START DATA TO PROCESS

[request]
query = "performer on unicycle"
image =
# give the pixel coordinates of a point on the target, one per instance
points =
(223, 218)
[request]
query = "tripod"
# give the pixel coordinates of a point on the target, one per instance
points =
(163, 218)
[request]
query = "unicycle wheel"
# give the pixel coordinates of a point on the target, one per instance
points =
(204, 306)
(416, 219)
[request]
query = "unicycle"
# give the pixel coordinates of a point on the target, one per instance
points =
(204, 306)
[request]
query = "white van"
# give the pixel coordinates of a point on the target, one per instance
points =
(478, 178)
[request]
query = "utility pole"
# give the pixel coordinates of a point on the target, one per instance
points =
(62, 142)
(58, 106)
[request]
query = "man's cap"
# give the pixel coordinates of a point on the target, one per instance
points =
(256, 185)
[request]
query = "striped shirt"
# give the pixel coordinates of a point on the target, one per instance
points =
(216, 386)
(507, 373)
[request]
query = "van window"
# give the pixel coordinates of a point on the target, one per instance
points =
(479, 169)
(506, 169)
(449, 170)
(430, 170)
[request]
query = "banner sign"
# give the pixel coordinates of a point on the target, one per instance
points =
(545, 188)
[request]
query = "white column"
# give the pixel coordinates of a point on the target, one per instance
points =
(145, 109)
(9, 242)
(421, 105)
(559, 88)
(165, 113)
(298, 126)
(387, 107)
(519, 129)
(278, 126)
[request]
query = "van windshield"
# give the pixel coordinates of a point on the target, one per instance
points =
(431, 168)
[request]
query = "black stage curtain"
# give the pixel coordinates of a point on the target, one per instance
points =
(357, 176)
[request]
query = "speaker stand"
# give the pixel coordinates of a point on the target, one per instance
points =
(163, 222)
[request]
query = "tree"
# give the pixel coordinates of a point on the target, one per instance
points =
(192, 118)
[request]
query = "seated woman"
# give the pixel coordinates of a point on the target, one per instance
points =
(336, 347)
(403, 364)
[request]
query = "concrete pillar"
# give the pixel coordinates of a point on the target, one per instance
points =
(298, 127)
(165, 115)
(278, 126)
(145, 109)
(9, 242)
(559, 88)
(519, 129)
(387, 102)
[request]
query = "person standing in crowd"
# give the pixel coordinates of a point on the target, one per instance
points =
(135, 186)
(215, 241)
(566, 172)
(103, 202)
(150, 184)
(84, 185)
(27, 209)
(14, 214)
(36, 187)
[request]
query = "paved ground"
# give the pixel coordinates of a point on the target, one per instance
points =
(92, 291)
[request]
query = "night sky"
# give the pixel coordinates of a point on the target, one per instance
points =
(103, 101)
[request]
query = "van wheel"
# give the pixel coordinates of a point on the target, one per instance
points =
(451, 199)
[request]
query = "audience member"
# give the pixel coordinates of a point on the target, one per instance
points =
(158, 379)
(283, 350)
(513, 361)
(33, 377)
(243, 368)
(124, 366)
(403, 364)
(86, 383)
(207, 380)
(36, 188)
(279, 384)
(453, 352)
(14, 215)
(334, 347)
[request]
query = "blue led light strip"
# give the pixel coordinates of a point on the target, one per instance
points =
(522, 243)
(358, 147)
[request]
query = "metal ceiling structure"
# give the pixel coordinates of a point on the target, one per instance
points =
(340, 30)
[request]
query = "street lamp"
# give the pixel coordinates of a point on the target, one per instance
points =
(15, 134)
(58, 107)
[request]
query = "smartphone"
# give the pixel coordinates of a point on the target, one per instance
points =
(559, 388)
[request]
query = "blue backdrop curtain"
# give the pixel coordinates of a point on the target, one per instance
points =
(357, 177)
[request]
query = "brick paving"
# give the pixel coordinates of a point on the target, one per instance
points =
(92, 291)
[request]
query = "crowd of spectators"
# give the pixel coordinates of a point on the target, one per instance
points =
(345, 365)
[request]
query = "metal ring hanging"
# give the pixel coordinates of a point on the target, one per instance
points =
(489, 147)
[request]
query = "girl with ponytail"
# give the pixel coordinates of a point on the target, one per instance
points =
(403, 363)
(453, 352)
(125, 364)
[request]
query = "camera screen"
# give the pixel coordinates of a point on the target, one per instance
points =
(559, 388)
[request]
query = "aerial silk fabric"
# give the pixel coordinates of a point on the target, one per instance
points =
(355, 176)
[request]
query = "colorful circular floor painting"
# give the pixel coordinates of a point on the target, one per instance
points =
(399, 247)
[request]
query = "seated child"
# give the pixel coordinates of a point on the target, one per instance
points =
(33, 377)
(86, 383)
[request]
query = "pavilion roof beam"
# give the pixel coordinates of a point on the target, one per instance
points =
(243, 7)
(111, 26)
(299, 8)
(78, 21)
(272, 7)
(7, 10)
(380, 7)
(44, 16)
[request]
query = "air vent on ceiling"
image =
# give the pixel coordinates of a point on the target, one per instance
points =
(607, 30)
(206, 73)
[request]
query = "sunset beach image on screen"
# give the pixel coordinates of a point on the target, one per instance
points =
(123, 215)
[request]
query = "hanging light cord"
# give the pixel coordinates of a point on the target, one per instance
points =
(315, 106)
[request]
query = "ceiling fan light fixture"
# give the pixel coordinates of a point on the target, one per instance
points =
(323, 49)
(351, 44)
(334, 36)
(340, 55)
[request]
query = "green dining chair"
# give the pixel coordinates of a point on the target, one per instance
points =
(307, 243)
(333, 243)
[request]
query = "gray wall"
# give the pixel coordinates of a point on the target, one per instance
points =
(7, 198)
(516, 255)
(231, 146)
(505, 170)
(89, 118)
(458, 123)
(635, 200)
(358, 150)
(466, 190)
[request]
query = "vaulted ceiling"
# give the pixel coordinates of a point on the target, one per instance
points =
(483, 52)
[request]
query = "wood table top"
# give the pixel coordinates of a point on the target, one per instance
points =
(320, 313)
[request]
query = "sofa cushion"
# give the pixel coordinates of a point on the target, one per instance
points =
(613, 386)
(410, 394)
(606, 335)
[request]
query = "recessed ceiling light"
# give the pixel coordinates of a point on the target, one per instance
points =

END DATA TO PROCESS

**TO DO:** What lines in the data above carry "unicycle"? Return them all.

**FINISHED TASK:**
query = "performer on unicycle"
query = "unicycle wheel"
query = "unicycle"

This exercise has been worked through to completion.